• Required action A
Reproduce the passage of the banquet announcement verbatim, from "Fuerza Latina partnered" to "continues into November.".
• Required action B
Render this sentence from the banquet announcement in Spanish: "Doors open at 6 p.m., and the festivities commence at 6:30."

• Source extract
"El Comienzo" Banquet Kicks off 1619 Series

"El Comienzo" Banquet Kicks off 1619 Series

El Comienzo, the annual banquet hosted by the student group Fuerza Latina, has a new look this year and a new focus: mental health awareness.

Per tradition, the black-tie event will include presentations and performances by campus organizations. But to adhere to COVID-19 safety requirements, it will be held simultaneously in three separate rooms in the Campus Center – the Auditorium, the Multi-Purpose Room, and the Ballroom, as well as virtually via Zoom. To attend tonight’s El Comienzo in person, register through MyInvolvement. Doors open at 6 p.m., and the festivities commence at 6:30.

Since its founding in 1971 as a service and support network for students of Latinx descent, Fuerza Latina has offered a welcoming and safe space for students of Latinx heritage to forge supportive relationships and plan activities. It has grown into an all-inclusive, Latinx-based group with an aim to identify and highlight current and relevant issues to the Latinx and greater community and deliver cultural programming.

Fuerza Latina partnered with UAlbany’s Office of Diversity and Inclusion to host El Comienzo (the beginning) and the mental health awareness theme is noted in the event’s title “Rompiendo el Silencio” (shatter the silence).” It is the lead-in event for ODI’s series on the 1619 project, “The Idea of America,” which continues into November.

• Data provided
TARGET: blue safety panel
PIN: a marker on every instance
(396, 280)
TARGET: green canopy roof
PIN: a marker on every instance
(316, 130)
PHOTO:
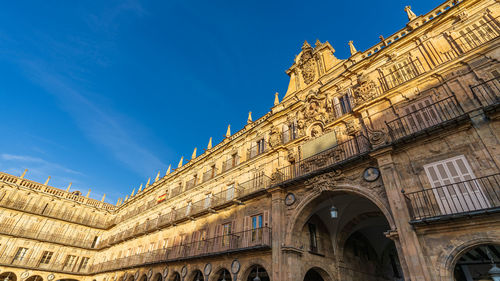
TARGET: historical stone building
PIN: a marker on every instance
(381, 166)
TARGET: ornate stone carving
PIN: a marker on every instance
(324, 181)
(274, 137)
(307, 64)
(365, 90)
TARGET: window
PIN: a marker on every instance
(46, 256)
(454, 186)
(313, 239)
(256, 228)
(230, 192)
(83, 263)
(226, 232)
(20, 254)
(261, 146)
(70, 261)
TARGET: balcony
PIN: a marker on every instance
(340, 153)
(35, 264)
(465, 198)
(487, 94)
(426, 119)
(255, 239)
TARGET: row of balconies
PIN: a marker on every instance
(232, 195)
(253, 239)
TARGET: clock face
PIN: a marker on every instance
(289, 199)
(371, 174)
(208, 269)
(235, 266)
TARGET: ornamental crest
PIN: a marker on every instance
(306, 64)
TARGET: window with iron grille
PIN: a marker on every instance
(46, 256)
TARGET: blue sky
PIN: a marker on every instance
(105, 94)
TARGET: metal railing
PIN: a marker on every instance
(246, 240)
(487, 93)
(468, 197)
(425, 117)
(339, 153)
(23, 232)
(35, 263)
(73, 217)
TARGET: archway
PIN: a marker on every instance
(223, 275)
(175, 276)
(35, 278)
(257, 273)
(313, 275)
(158, 277)
(477, 263)
(196, 275)
(8, 276)
(345, 229)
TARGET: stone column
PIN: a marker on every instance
(412, 253)
(278, 232)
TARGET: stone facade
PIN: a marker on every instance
(382, 166)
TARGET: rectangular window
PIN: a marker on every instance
(455, 187)
(256, 228)
(226, 233)
(46, 256)
(20, 254)
(83, 264)
(69, 262)
(313, 239)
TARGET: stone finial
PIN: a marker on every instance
(209, 146)
(410, 13)
(352, 48)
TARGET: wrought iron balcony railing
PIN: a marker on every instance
(425, 118)
(253, 239)
(230, 195)
(341, 152)
(23, 232)
(487, 94)
(35, 263)
(474, 196)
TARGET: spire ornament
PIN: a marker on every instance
(352, 48)
(209, 146)
(410, 13)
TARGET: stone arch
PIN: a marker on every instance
(321, 272)
(11, 276)
(447, 260)
(157, 277)
(248, 271)
(175, 276)
(299, 217)
(196, 272)
(214, 276)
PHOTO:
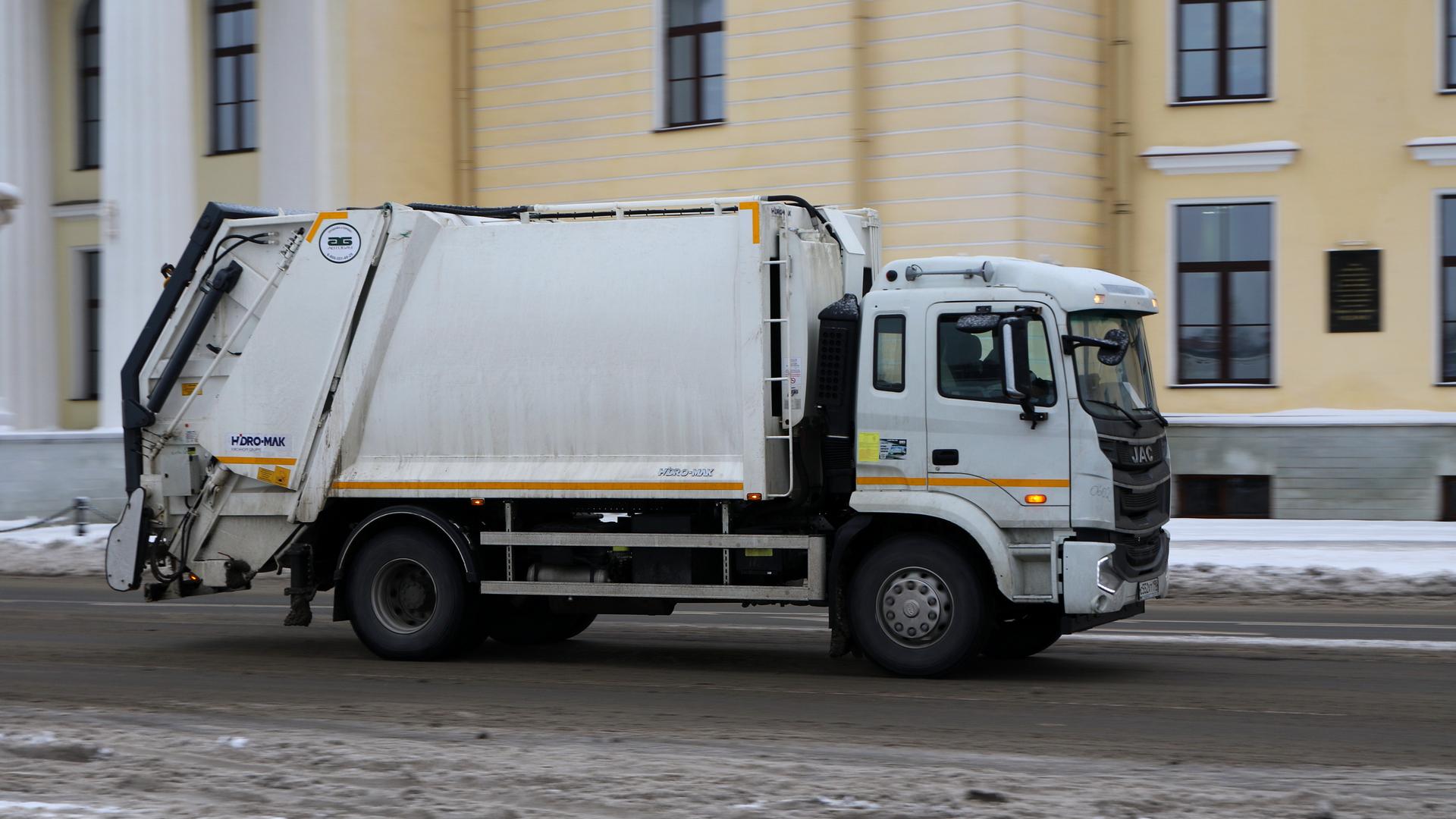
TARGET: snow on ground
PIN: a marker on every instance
(1312, 558)
(1305, 558)
(53, 550)
(498, 767)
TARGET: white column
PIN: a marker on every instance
(30, 395)
(302, 93)
(147, 168)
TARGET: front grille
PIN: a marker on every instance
(1139, 550)
(1136, 503)
(1133, 455)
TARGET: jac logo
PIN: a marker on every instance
(245, 442)
(340, 242)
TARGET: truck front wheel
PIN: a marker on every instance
(916, 607)
(410, 598)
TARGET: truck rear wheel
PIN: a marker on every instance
(532, 623)
(410, 598)
(1022, 635)
(916, 607)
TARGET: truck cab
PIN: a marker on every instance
(1015, 400)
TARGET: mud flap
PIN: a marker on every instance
(124, 545)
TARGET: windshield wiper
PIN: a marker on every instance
(1156, 414)
(1136, 423)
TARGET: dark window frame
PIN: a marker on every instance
(1222, 49)
(874, 362)
(1225, 270)
(696, 33)
(1050, 400)
(1449, 77)
(1448, 260)
(88, 27)
(1220, 484)
(89, 283)
(242, 140)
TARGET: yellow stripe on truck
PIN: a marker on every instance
(261, 461)
(752, 209)
(934, 482)
(601, 485)
(319, 219)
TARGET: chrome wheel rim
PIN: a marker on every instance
(915, 607)
(403, 596)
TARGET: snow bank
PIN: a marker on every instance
(1312, 558)
(53, 550)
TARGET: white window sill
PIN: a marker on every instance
(666, 129)
(1220, 385)
(1184, 104)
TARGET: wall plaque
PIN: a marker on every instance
(1354, 290)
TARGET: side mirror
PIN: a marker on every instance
(977, 322)
(1111, 347)
(1112, 356)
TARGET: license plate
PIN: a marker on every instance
(1147, 589)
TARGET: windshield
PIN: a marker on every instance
(1128, 388)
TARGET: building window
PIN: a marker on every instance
(1449, 287)
(88, 327)
(1222, 50)
(235, 85)
(1449, 80)
(1223, 496)
(1223, 293)
(695, 61)
(88, 96)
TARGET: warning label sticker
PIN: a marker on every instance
(875, 447)
(868, 447)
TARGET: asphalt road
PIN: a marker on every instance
(1184, 682)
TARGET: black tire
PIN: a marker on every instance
(410, 598)
(532, 623)
(948, 596)
(1022, 635)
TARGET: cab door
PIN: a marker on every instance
(977, 442)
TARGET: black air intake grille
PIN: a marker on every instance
(833, 353)
(1138, 503)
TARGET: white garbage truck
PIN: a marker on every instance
(500, 423)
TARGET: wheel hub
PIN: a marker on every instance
(403, 596)
(915, 607)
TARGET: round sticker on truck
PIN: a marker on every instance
(340, 242)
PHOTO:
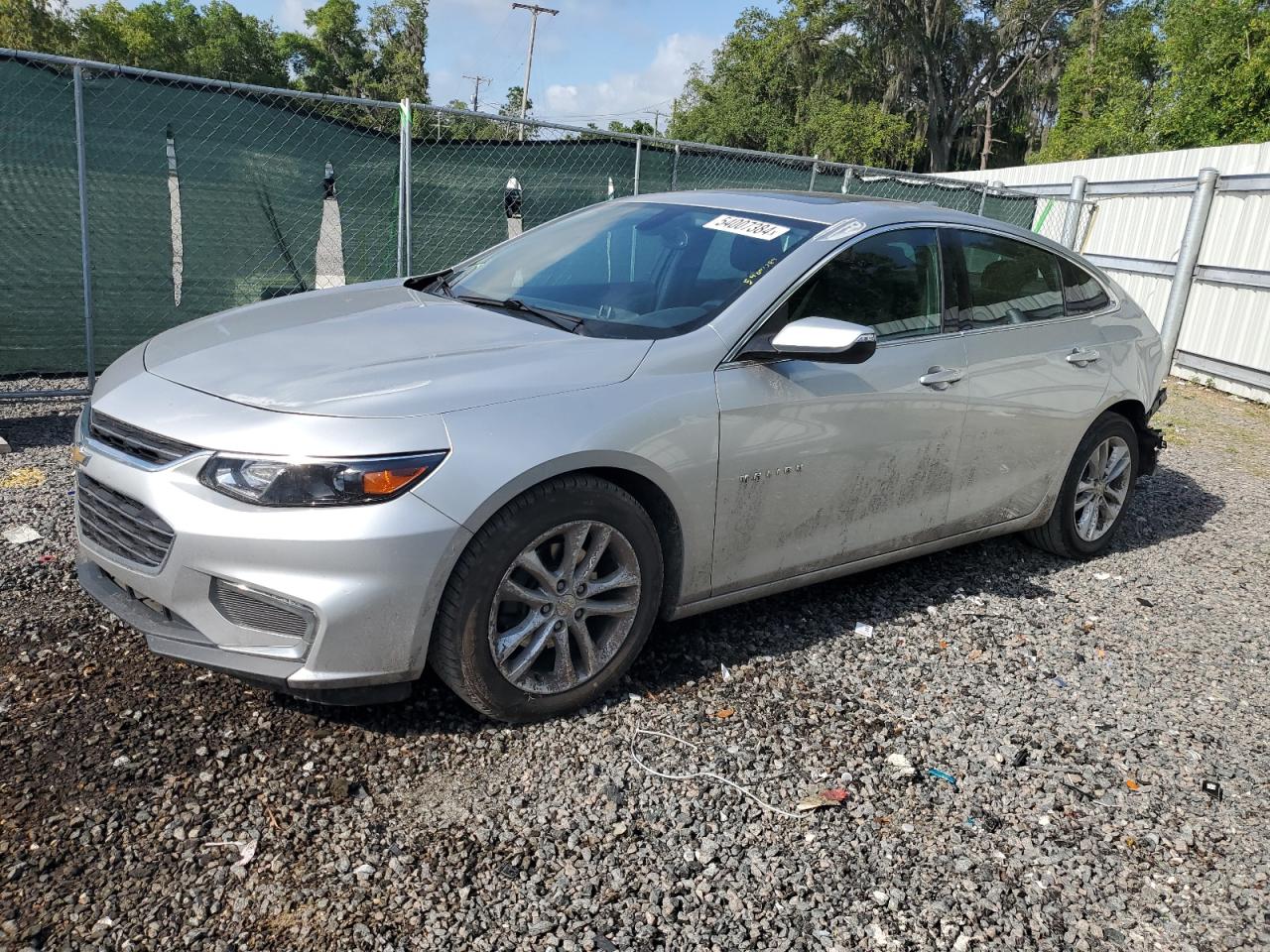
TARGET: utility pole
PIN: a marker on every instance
(529, 60)
(476, 81)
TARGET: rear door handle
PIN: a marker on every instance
(942, 377)
(1082, 356)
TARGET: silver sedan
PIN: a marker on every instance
(647, 409)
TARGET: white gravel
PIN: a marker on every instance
(1078, 707)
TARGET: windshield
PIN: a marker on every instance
(631, 270)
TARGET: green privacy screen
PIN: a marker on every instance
(41, 294)
(203, 198)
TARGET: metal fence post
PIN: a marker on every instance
(1188, 257)
(407, 159)
(639, 143)
(1075, 208)
(403, 139)
(81, 166)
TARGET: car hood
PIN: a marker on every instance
(381, 350)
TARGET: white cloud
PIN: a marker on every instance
(625, 94)
(291, 14)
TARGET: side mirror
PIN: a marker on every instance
(826, 339)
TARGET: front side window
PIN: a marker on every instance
(1080, 290)
(634, 270)
(889, 282)
(1010, 282)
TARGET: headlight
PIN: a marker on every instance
(317, 481)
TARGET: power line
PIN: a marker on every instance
(476, 81)
(529, 61)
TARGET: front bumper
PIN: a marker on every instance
(366, 576)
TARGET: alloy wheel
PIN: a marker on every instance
(1102, 488)
(564, 607)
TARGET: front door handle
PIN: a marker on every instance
(942, 377)
(1082, 356)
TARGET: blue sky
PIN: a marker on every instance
(597, 60)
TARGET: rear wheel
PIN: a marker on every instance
(1096, 490)
(550, 602)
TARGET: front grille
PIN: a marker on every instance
(136, 442)
(255, 611)
(121, 525)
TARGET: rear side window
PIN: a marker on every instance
(889, 282)
(1010, 282)
(1080, 290)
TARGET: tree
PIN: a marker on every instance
(40, 26)
(1215, 85)
(511, 108)
(1171, 75)
(399, 32)
(175, 36)
(334, 59)
(968, 55)
(639, 127)
(1107, 90)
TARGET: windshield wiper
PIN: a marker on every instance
(432, 281)
(564, 321)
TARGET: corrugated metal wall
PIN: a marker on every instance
(1225, 333)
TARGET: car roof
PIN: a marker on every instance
(828, 208)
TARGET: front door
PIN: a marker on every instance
(822, 463)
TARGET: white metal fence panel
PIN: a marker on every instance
(1143, 202)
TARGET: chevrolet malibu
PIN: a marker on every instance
(656, 407)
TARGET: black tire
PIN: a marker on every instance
(1058, 535)
(461, 654)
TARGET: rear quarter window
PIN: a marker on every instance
(1082, 293)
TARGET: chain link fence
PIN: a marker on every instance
(136, 200)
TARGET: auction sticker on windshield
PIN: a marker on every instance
(749, 227)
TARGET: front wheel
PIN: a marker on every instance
(1096, 490)
(550, 602)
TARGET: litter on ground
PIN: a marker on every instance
(21, 535)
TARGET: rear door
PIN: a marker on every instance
(822, 463)
(1037, 373)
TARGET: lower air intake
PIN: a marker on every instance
(258, 611)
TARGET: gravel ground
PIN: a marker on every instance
(1128, 682)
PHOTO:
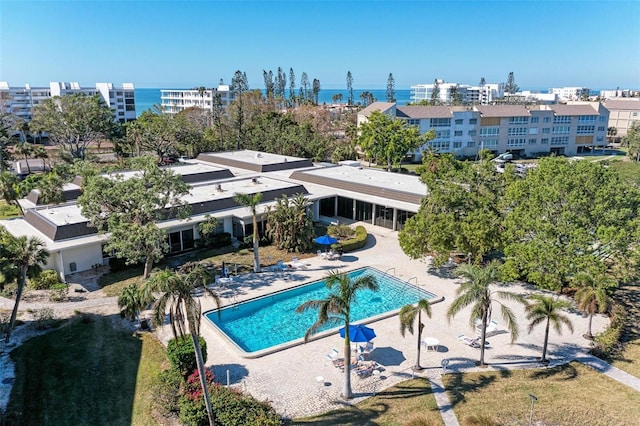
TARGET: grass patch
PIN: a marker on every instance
(407, 403)
(629, 360)
(89, 372)
(570, 394)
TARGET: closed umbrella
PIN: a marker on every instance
(359, 333)
(325, 240)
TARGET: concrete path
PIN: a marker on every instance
(444, 405)
(611, 371)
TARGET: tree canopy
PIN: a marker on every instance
(74, 121)
(388, 139)
(128, 207)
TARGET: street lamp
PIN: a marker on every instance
(533, 401)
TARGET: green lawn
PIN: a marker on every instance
(408, 403)
(572, 394)
(89, 372)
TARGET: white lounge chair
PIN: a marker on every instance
(491, 327)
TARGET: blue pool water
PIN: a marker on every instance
(271, 320)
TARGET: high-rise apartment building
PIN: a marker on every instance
(20, 100)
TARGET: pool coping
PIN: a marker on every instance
(300, 341)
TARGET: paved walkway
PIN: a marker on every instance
(609, 370)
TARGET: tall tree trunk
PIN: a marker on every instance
(14, 312)
(546, 341)
(346, 391)
(148, 264)
(256, 244)
(483, 337)
(418, 367)
(203, 378)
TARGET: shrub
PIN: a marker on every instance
(608, 342)
(47, 279)
(59, 292)
(182, 355)
(166, 392)
(355, 243)
(341, 231)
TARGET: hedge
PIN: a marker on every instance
(357, 242)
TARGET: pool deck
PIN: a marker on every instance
(288, 379)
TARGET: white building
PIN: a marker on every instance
(467, 94)
(524, 130)
(175, 100)
(570, 93)
(336, 193)
(20, 101)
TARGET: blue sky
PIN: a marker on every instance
(192, 43)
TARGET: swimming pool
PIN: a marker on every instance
(270, 323)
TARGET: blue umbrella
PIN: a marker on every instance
(325, 240)
(359, 333)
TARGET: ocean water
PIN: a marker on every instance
(272, 320)
(146, 98)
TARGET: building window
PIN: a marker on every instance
(587, 129)
(518, 120)
(587, 119)
(489, 131)
(440, 122)
(517, 131)
(562, 119)
(560, 140)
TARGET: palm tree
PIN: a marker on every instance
(336, 309)
(177, 296)
(407, 318)
(592, 296)
(251, 202)
(131, 301)
(8, 183)
(475, 292)
(28, 256)
(547, 309)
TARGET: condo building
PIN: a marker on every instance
(175, 100)
(21, 100)
(336, 193)
(524, 130)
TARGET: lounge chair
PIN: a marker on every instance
(281, 266)
(492, 326)
(473, 342)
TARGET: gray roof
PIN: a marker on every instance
(561, 109)
(503, 111)
(416, 111)
(626, 104)
(377, 106)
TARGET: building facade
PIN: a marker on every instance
(524, 130)
(20, 101)
(175, 100)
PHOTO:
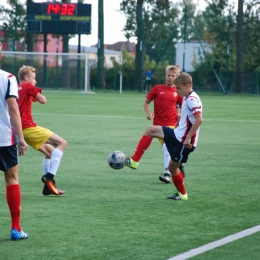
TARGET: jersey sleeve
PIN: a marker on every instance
(12, 90)
(179, 101)
(32, 91)
(194, 105)
(152, 93)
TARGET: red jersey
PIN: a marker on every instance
(27, 92)
(165, 102)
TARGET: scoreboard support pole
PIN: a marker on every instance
(78, 63)
(44, 61)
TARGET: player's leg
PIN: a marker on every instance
(179, 154)
(9, 164)
(43, 140)
(166, 177)
(60, 145)
(178, 182)
(47, 150)
(143, 145)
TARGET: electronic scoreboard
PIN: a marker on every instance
(59, 18)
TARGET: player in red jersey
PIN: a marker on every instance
(12, 144)
(180, 141)
(166, 103)
(41, 139)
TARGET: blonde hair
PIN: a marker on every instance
(183, 79)
(173, 68)
(25, 70)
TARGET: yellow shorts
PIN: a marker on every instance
(161, 141)
(36, 136)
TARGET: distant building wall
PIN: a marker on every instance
(192, 53)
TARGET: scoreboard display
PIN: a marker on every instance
(59, 18)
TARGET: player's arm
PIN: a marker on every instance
(194, 128)
(149, 115)
(16, 122)
(40, 98)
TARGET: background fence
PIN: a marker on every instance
(66, 72)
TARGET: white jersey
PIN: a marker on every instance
(190, 107)
(8, 88)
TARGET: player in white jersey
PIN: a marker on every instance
(10, 135)
(181, 140)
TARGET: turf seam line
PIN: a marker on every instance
(216, 243)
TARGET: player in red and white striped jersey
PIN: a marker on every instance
(180, 141)
(11, 135)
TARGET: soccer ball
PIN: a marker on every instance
(116, 160)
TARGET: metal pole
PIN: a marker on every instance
(121, 72)
(185, 37)
(141, 50)
(228, 46)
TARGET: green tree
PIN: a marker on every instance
(152, 22)
(14, 22)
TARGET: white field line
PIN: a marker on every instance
(139, 117)
(217, 243)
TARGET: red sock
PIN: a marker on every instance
(179, 183)
(13, 198)
(142, 146)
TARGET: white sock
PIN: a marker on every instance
(45, 165)
(166, 158)
(55, 161)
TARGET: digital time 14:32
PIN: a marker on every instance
(60, 9)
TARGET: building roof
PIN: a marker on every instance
(92, 49)
(119, 46)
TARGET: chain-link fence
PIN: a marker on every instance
(202, 82)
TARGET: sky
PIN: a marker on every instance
(114, 22)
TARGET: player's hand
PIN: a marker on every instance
(22, 147)
(150, 116)
(187, 143)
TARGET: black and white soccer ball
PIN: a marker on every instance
(116, 160)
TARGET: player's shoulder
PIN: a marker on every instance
(5, 75)
(193, 97)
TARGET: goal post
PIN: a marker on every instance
(55, 71)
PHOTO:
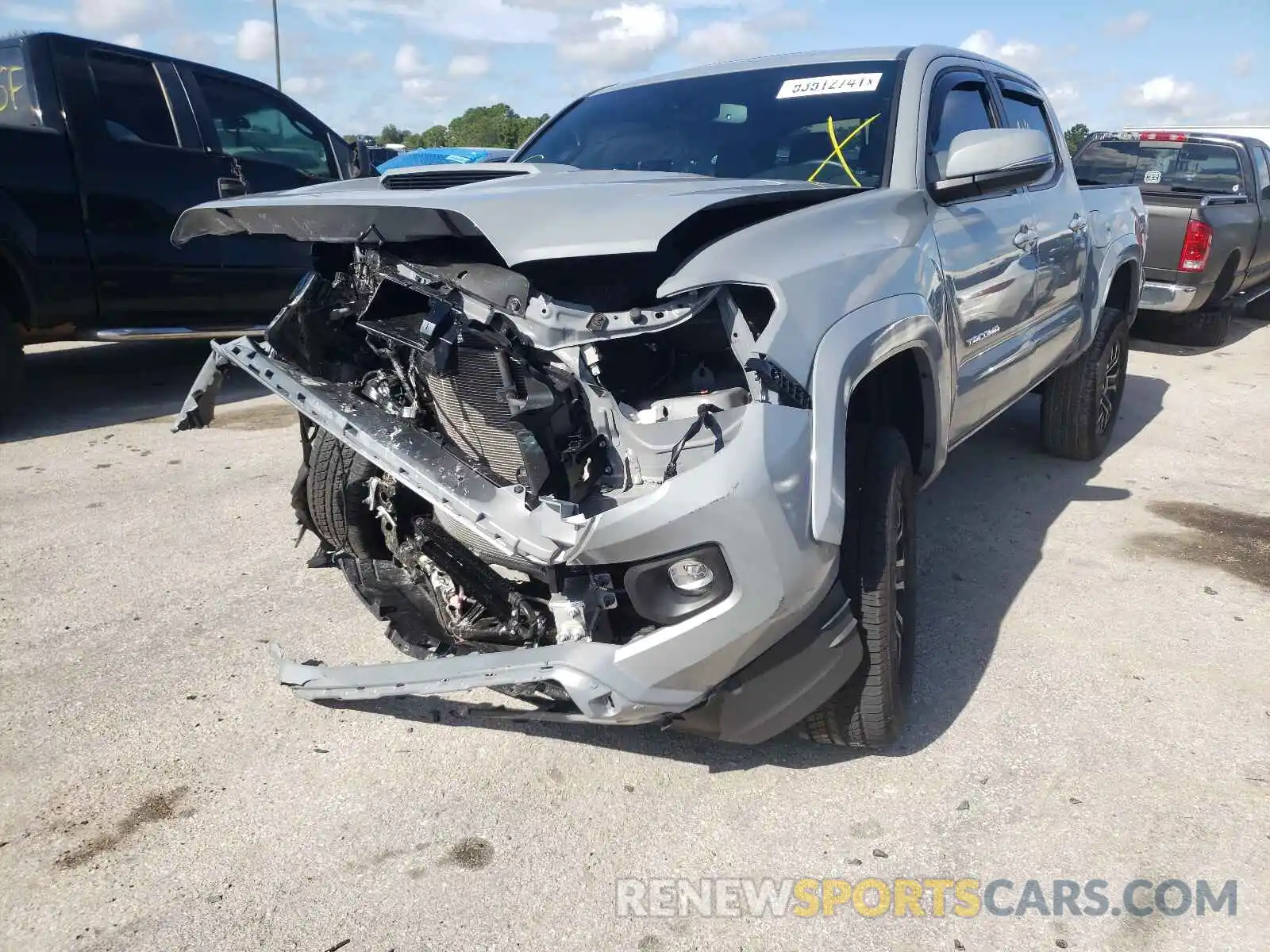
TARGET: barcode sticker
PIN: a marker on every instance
(829, 86)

• Problem solution A
Fuerza Latina partnered with UAlbany’s Office of Diversity and Inclusion to host El Comienzo (the beginning) and the mental health awareness theme is noted in the event’s title “Rompiendo el Silencio” (shatter the silence).” It is the lead-in event for ODI’s series on the 1619 project, “The Idea of America,” which continues into November.

• Problem solution B
Las puertas se abren a las 6 p. m. y las festividades comienzan a las 6:30.